◆ **TASK OBJECTIVE**:
Repeat these records exactly, pictures excluded.

===== RECORDS FOR PROCESSING =====

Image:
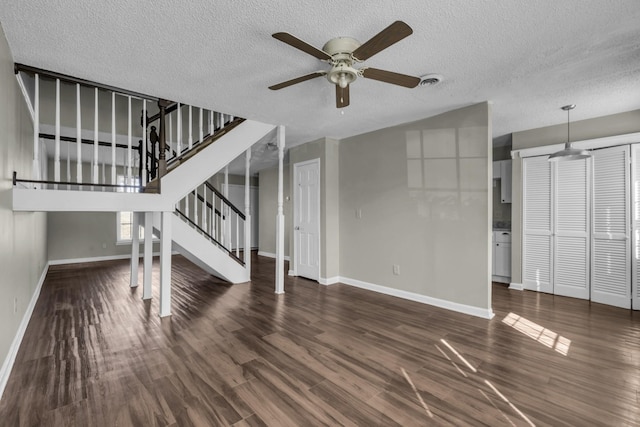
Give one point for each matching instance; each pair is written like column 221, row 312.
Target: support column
column 247, row 211
column 36, row 129
column 280, row 217
column 165, row 264
column 135, row 248
column 148, row 255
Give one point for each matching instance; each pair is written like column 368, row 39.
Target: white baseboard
column 329, row 280
column 485, row 313
column 100, row 258
column 272, row 255
column 7, row 365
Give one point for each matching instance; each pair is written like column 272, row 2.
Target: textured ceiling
column 527, row 57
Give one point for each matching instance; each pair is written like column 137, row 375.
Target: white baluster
column 95, row 139
column 36, row 129
column 190, row 129
column 169, row 136
column 227, row 211
column 128, row 179
column 143, row 149
column 237, row 235
column 113, row 138
column 201, row 135
column 195, row 206
column 179, row 129
column 69, row 166
column 56, row 155
column 78, row 135
column 247, row 210
column 204, row 208
column 214, row 218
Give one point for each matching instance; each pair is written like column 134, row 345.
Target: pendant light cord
column 568, row 127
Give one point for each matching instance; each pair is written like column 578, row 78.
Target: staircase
column 205, row 227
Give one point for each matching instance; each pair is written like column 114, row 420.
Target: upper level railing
column 107, row 136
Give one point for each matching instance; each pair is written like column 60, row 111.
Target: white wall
column 23, row 244
column 268, row 208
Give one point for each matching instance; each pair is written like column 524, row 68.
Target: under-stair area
column 104, row 149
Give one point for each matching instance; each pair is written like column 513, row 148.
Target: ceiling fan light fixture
column 569, row 152
column 342, row 81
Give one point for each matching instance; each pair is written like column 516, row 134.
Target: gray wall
column 599, row 127
column 268, row 208
column 23, row 244
column 77, row 235
column 423, row 189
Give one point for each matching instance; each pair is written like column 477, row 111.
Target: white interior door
column 572, row 222
column 306, row 219
column 611, row 257
column 635, row 220
column 537, row 248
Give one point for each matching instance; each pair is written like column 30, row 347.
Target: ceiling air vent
column 430, row 79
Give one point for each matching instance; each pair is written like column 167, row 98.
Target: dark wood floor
column 95, row 354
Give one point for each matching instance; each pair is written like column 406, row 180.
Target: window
column 124, row 220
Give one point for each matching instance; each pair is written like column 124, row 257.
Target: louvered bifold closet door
column 635, row 200
column 537, row 249
column 571, row 236
column 610, row 255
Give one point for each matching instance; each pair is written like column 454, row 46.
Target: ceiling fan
column 343, row 52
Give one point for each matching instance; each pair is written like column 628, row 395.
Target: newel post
column 162, row 158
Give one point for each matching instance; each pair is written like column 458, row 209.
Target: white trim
column 329, row 280
column 97, row 259
column 7, row 365
column 485, row 313
column 589, row 144
column 272, row 255
column 320, row 189
column 27, row 99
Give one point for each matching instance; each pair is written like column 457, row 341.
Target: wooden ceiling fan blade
column 297, row 80
column 391, row 77
column 385, row 38
column 302, row 45
column 342, row 96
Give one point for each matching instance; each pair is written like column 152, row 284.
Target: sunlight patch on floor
column 454, row 351
column 502, row 396
column 415, row 390
column 539, row 333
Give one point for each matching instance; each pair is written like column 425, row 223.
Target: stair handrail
column 225, row 200
column 16, row 180
column 213, row 239
column 153, row 162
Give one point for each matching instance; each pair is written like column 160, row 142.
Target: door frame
column 295, row 212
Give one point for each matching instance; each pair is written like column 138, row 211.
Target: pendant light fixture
column 569, row 153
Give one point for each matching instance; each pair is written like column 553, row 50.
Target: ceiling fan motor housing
column 342, row 73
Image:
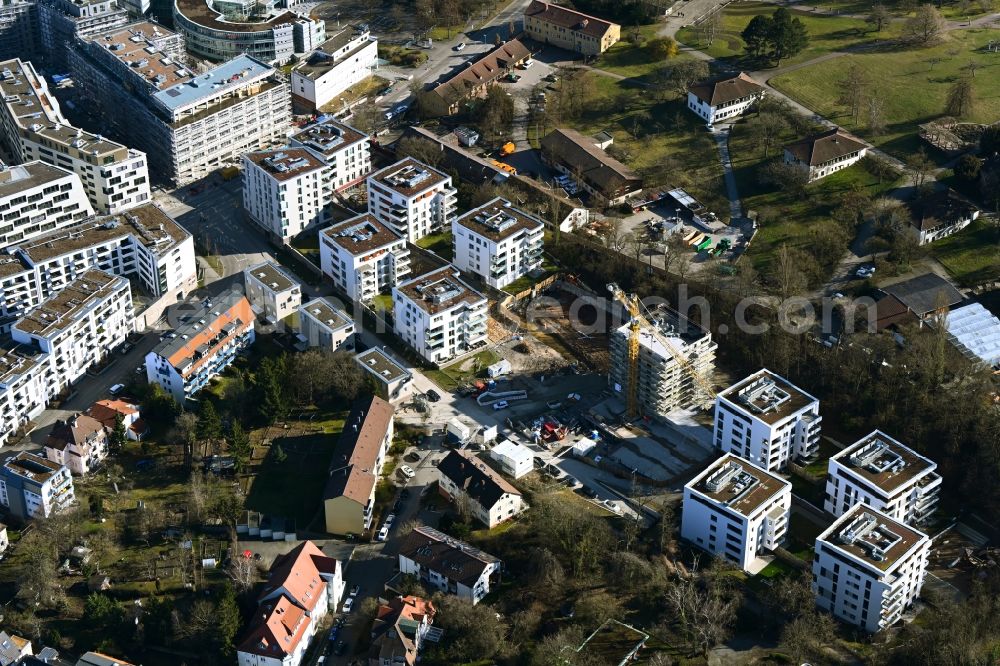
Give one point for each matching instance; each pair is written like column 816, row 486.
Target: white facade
column 36, row 198
column 498, row 242
column 736, row 511
column 273, row 293
column 412, row 198
column 440, row 316
column 143, row 244
column 880, row 472
column 78, row 327
column 344, row 60
column 869, row 568
column 323, row 326
column 33, row 487
column 514, row 460
column 114, row 177
column 363, row 257
column 283, row 191
column 345, row 151
column 184, row 363
column 767, row 420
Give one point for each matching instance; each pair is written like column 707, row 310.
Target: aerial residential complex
column 737, row 511
column 204, row 345
column 323, row 326
column 767, row 420
column 143, row 244
column 439, row 315
column 189, row 124
column 879, row 472
column 274, row 39
column 340, row 62
column 724, row 98
column 663, row 383
column 412, row 198
column 283, row 191
column 77, row 327
column 33, row 487
column 363, row 257
column 33, row 128
column 35, row 198
column 345, row 151
column 549, row 23
column 869, row 568
column 273, row 293
column 349, row 496
column 498, row 242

=====

◆ **TASK OUTPUT**:
Image:
Give one point for each matching instance; each pair is written like column 221, row 312.
Target: support column
column 247, row 211
column 36, row 129
column 280, row 217
column 165, row 264
column 135, row 248
column 148, row 255
Give one point for each matching instance; each pair is written like column 368, row 39.
Target: white baseboard
column 329, row 280
column 485, row 313
column 100, row 258
column 272, row 255
column 7, row 365
Give one point for each matching instance; each pair is written like column 272, row 2.
Target: textured ceiling
column 527, row 57
Give one point for each matching instance; each pair is written like column 137, row 375.
Target: white baluster
column 95, row 139
column 36, row 129
column 190, row 129
column 169, row 136
column 227, row 211
column 128, row 179
column 143, row 149
column 237, row 235
column 113, row 138
column 201, row 135
column 195, row 206
column 179, row 129
column 69, row 166
column 56, row 155
column 78, row 135
column 247, row 210
column 204, row 208
column 214, row 218
Give one point for each matching instance; each pair is written like column 134, row 345.
Target: pendant light cord
column 568, row 127
Give one point for each matching instance; each pair is written like column 578, row 78.
Target: staircase
column 205, row 227
Give one point for each matching instance; each pair is written like column 114, row 420.
Target: upper level railing
column 107, row 136
Give one point for each matching instance; each pair is written like column 60, row 111.
Target: white wall
column 23, row 244
column 268, row 208
Give one point for each matching instance; each pair is written like column 524, row 68.
Target: under-stair area
column 104, row 149
Give one point for each matching instance; each pair is written like column 513, row 148.
Target: ceiling fan light fixture
column 569, row 152
column 342, row 81
Give one point for each matching instance; each pair is written like column 516, row 134.
Target: gray wall
column 599, row 127
column 268, row 208
column 23, row 244
column 77, row 235
column 423, row 189
Give one point for each matching instance; each pair is written like column 477, row 111.
Target: white interior door
column 572, row 222
column 306, row 219
column 611, row 257
column 635, row 220
column 537, row 248
Give one point for each matching instance; each pair is written like column 30, row 347.
Target: ceiling air vent
column 430, row 79
Give one point for each matching instance; each pair is written like column 167, row 98.
Target: dark wood floor
column 95, row 354
Give one point for each matching instance; each pair is written like column 406, row 180.
Target: window
column 124, row 220
Give one point for each matching instance; each pair is written like column 124, row 257.
Target: louvered bifold closet door
column 635, row 200
column 537, row 249
column 571, row 236
column 610, row 255
Give one point for each matching instance; each pair is written like column 454, row 46.
Target: ceiling fan
column 343, row 52
Give one point for each matching instance; each pair is written like column 628, row 395.
Target: newel post
column 162, row 158
Give one point for each matching instance; each pair is written like column 458, row 209.
Target: white trim
column 329, row 280
column 97, row 259
column 7, row 365
column 485, row 313
column 589, row 144
column 272, row 255
column 320, row 189
column 27, row 99
Give one point for each matching instance; each pair is written like column 457, row 341.
Target: wooden ceiling fan blade
column 297, row 80
column 391, row 77
column 385, row 38
column 302, row 45
column 342, row 96
Give one point for each matching instance; each pair is written like column 152, row 284.
Target: sunlight patch on floor
column 454, row 351
column 502, row 396
column 415, row 390
column 539, row 333
Give one point for each matching instance; each pair is written like column 425, row 223.
Target: stair handrail
column 225, row 200
column 16, row 180
column 213, row 239
column 153, row 162
Give one point for each matching instance; each pair is written like column 160, row 142.
Target: door frame
column 295, row 212
Give one point for each matching instance; each pair is written like column 138, row 211.
Target: pendant light fixture
column 569, row 153
Give one point for each matching instance; each pair is written like column 553, row 50.
Target: ceiling fan motor housing
column 342, row 73
Image:
Give one point for each matching instance; each pair is written like column 816, row 486.
Target: white facade
column 36, row 198
column 498, row 242
column 736, row 511
column 273, row 293
column 412, row 198
column 440, row 316
column 143, row 244
column 880, row 472
column 78, row 327
column 344, row 60
column 869, row 568
column 323, row 326
column 33, row 487
column 514, row 460
column 114, row 177
column 363, row 257
column 283, row 191
column 345, row 151
column 184, row 363
column 767, row 420
Give one point for each matching instance; each pair is written like column 707, row 310.
Target: aerial residential complex
column 737, row 511
column 204, row 345
column 323, row 326
column 767, row 420
column 143, row 244
column 439, row 315
column 189, row 124
column 879, row 472
column 274, row 39
column 340, row 62
column 724, row 98
column 663, row 383
column 412, row 198
column 283, row 191
column 77, row 327
column 33, row 487
column 363, row 257
column 33, row 128
column 35, row 198
column 345, row 151
column 549, row 23
column 869, row 568
column 273, row 293
column 349, row 496
column 498, row 242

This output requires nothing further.